Extract all of the data and reproduce it precisely.

++++++++++++++++++++

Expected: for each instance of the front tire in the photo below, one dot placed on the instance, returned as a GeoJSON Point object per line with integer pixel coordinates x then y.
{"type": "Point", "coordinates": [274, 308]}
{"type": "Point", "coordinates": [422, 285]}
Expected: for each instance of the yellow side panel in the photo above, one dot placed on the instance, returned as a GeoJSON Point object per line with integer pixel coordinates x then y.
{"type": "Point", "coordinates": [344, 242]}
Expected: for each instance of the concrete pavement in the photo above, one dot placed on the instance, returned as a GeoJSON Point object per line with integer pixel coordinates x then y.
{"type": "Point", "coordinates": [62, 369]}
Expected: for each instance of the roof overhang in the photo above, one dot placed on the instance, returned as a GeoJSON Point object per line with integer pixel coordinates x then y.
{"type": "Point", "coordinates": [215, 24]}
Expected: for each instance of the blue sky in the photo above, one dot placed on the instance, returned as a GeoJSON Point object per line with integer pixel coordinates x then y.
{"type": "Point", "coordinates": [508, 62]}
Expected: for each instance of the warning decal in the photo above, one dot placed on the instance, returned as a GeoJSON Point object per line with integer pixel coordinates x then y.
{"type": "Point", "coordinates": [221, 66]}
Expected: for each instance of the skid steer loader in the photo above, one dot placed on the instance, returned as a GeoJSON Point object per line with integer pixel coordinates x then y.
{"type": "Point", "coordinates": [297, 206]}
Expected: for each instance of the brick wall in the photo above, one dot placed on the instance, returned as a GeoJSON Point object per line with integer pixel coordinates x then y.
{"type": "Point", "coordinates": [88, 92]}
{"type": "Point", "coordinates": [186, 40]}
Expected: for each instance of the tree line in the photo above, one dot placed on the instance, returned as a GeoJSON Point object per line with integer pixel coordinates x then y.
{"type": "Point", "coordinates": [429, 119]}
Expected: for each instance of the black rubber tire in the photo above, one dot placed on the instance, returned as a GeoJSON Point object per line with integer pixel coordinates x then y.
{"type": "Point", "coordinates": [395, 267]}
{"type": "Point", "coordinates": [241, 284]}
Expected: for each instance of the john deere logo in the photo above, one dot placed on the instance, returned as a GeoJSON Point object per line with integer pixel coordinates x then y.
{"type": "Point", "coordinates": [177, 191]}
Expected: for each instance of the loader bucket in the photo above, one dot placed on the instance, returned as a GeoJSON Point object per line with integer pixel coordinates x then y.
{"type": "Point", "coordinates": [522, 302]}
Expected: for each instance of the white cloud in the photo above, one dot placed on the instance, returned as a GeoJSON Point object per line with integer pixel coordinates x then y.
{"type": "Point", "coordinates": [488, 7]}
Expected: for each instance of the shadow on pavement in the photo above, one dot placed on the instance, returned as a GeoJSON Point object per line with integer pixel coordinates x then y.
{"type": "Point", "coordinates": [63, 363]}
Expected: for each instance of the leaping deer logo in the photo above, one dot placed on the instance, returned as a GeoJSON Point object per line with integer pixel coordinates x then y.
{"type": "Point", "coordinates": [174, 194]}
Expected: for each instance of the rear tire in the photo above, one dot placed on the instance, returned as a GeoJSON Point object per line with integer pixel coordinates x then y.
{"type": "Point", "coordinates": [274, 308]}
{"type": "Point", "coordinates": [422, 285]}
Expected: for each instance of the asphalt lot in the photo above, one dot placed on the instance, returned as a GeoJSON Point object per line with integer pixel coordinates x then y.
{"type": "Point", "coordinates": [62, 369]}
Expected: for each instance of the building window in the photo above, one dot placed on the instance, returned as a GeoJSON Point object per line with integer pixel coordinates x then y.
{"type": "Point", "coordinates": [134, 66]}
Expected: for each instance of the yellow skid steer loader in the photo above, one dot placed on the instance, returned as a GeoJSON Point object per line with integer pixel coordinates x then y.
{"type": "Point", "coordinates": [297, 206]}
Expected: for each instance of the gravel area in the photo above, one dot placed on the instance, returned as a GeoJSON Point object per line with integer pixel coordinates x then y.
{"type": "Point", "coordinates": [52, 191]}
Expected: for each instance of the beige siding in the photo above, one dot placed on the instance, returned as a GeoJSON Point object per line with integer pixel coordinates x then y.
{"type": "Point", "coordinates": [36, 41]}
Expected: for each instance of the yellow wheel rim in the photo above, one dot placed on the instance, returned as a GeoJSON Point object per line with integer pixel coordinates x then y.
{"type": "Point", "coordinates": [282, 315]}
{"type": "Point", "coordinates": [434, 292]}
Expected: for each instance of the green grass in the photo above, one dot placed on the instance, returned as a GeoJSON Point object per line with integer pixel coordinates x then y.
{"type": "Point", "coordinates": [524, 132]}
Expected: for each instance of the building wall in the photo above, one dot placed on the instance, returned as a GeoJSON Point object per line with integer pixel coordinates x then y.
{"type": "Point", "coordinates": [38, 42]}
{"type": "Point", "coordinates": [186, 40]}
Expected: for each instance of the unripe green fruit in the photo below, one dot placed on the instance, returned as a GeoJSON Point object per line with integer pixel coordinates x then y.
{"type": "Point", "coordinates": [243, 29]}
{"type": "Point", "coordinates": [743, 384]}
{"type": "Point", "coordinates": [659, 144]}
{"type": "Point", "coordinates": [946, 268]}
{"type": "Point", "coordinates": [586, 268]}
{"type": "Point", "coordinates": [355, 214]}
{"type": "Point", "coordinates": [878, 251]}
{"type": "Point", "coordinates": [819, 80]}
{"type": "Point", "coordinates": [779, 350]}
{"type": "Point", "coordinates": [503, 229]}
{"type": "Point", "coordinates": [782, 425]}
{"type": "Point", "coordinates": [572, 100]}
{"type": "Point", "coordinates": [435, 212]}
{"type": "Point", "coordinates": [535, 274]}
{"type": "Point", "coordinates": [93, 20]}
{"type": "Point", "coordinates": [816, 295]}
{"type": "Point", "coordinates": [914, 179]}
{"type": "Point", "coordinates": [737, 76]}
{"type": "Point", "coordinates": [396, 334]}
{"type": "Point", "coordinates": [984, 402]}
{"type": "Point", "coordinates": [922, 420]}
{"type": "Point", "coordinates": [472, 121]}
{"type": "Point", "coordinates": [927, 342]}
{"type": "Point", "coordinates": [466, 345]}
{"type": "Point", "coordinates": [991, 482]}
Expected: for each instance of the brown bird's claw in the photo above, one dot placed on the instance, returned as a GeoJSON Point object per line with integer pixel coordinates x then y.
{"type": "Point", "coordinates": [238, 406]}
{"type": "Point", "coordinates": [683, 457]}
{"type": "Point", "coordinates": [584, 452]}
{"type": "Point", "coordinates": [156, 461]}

++++++++++++++++++++

SOLUTION TO THIS EXERCISE
Expected: for each instance of the front tire in the photo below, one dot placed on the instance, returned as a GeoJSON Point object per line with integer pixel coordinates x then y.
{"type": "Point", "coordinates": [274, 308]}
{"type": "Point", "coordinates": [422, 285]}
Expected: for each instance of the yellow side panel in the photo above, one dot placed on the instance, returned as a GeoJSON Point object per line with integer pixel coordinates x then y.
{"type": "Point", "coordinates": [344, 242]}
Expected: for each instance of the concrete pavement in the photo above, one dot placed on the instance, returned as a GeoJSON Point object per line with integer pixel coordinates x then y.
{"type": "Point", "coordinates": [62, 369]}
Expected: for each instance of the roof overhang in the photo above, one dot placed on the instance, returned as a GeoJSON Point object per line with integer pixel coordinates x then y.
{"type": "Point", "coordinates": [215, 24]}
Expected: for each instance of the blue sky in the photo above, one dot placed on the instance, returned as a GeoJSON Point object per line with integer pixel coordinates x then y.
{"type": "Point", "coordinates": [508, 62]}
Expected: for each instance of the warning decal in the photo above, one dot placed on the instance, returned as a GeoJSON Point object per line with integer pixel coordinates x then y.
{"type": "Point", "coordinates": [221, 66]}
Expected: for each instance of the skid steer loader in the photo above, one dot placed on the instance, returned as a GeoJSON Point object per line with integer pixel coordinates x then y.
{"type": "Point", "coordinates": [297, 206]}
Expected: for each instance of the brick wall in the photo above, one dot placed on the instance, returned as a GeoJSON Point object per line with integer pixel coordinates x then y.
{"type": "Point", "coordinates": [88, 92]}
{"type": "Point", "coordinates": [186, 40]}
Expected: for each instance of the tree line in the photo above, one dot placed on the instance, returned as a GeoJSON Point object per line with integer pixel coordinates x then y.
{"type": "Point", "coordinates": [429, 119]}
Expected: for each instance of the black rubber tire in the photo above, one dot placed on the instance, returned as a GeoJSON Point object per line with integer pixel coordinates x then y.
{"type": "Point", "coordinates": [395, 267]}
{"type": "Point", "coordinates": [241, 284]}
Expected: for each instance of the john deere logo in the photo above, one dot placed on the instance, returned as a GeoJSON Point object per line with integer pixel coordinates x then y.
{"type": "Point", "coordinates": [177, 191]}
Expected: for each instance of the loader bucket in the photo above, one dot placed on the instance, returned as a GeoJSON Point object per line with integer pixel coordinates x then y.
{"type": "Point", "coordinates": [522, 302]}
Expected: for each instance of the white cloud in the photo above, one dot placed on the instance, returned as a GeoJSON Point object per line with integer pixel coordinates x then y.
{"type": "Point", "coordinates": [488, 7]}
Expected: for each instance of the shadow on pavement in the photo above, one dot placed on the instance, returned as a GeoJSON Point object per line with integer pixel coordinates x then y.
{"type": "Point", "coordinates": [63, 363]}
Expected: for each instance of the leaping deer logo in the photo above, one dot placed on the instance, returned as a GeoJSON Point object per line with integer pixel coordinates x then y.
{"type": "Point", "coordinates": [174, 194]}
Expected: for each instance of the rear tire in the photo above, one dot placed on the instance, returned as a GeoJSON Point object per line with integer pixel coordinates x then y.
{"type": "Point", "coordinates": [274, 308]}
{"type": "Point", "coordinates": [422, 285]}
Expected: for each instance of the asphalt lot in the photo above, one dot placed on the instance, returned as a GeoJSON Point object per line with integer pixel coordinates x then y.
{"type": "Point", "coordinates": [62, 369]}
Expected: for each instance of the building window in the photo above, one dot placed on the instance, returned as a GeoJSON Point object per line with integer pixel coordinates x then y.
{"type": "Point", "coordinates": [134, 66]}
Expected: for each instance of the yellow skid steer loader in the photo above, one dot placed on the instance, returned as a GeoJSON Point object per line with integer pixel coordinates x then y.
{"type": "Point", "coordinates": [297, 206]}
Expected: for each instance of the gravel area in the photo above, one dot placed on the instance, returned as a GeoJSON Point object per line with integer pixel coordinates x then y.
{"type": "Point", "coordinates": [52, 191]}
Expected: for each instance of the beige siding in the photo above, one dot placed on the instance, returned as a GeoJSON Point object per line with integer pixel coordinates x then y.
{"type": "Point", "coordinates": [36, 41]}
Expected: for each instance of the yellow wheel rim in the photo above, one dot placed on the instance, returned as a GeoJSON Point object per line with integer pixel coordinates x then y.
{"type": "Point", "coordinates": [282, 315]}
{"type": "Point", "coordinates": [434, 292]}
Expected: for each instance of the green grass in the photo above, one dot placed on the instance, returned as a GeoJSON Point object per line with integer pixel coordinates x then y.
{"type": "Point", "coordinates": [524, 132]}
Expected: for each instance of the building wall in the photo above, one dot placed on the instance, returned as a GeoJSON Point object per line with integer pixel coordinates x then y.
{"type": "Point", "coordinates": [38, 42]}
{"type": "Point", "coordinates": [186, 40]}
Expected: for each instance of the unripe green fruit in the photo below, one dot placed on the instance, returned as a GeoJSON Point object per line with integer pixel coordinates x then y.
{"type": "Point", "coordinates": [243, 29]}
{"type": "Point", "coordinates": [743, 384]}
{"type": "Point", "coordinates": [659, 144]}
{"type": "Point", "coordinates": [946, 268]}
{"type": "Point", "coordinates": [586, 268]}
{"type": "Point", "coordinates": [355, 214]}
{"type": "Point", "coordinates": [878, 251]}
{"type": "Point", "coordinates": [819, 80]}
{"type": "Point", "coordinates": [779, 350]}
{"type": "Point", "coordinates": [503, 229]}
{"type": "Point", "coordinates": [782, 425]}
{"type": "Point", "coordinates": [572, 100]}
{"type": "Point", "coordinates": [435, 212]}
{"type": "Point", "coordinates": [535, 274]}
{"type": "Point", "coordinates": [93, 20]}
{"type": "Point", "coordinates": [816, 295]}
{"type": "Point", "coordinates": [914, 179]}
{"type": "Point", "coordinates": [737, 76]}
{"type": "Point", "coordinates": [396, 334]}
{"type": "Point", "coordinates": [984, 402]}
{"type": "Point", "coordinates": [922, 420]}
{"type": "Point", "coordinates": [472, 121]}
{"type": "Point", "coordinates": [927, 342]}
{"type": "Point", "coordinates": [466, 345]}
{"type": "Point", "coordinates": [991, 482]}
Expected: for each instance of the brown bird's claw in the photo above, one dot placed on the instance, returned as a GeoJSON Point object per line with integer pixel coordinates x then y.
{"type": "Point", "coordinates": [238, 406]}
{"type": "Point", "coordinates": [683, 457]}
{"type": "Point", "coordinates": [584, 452]}
{"type": "Point", "coordinates": [156, 461]}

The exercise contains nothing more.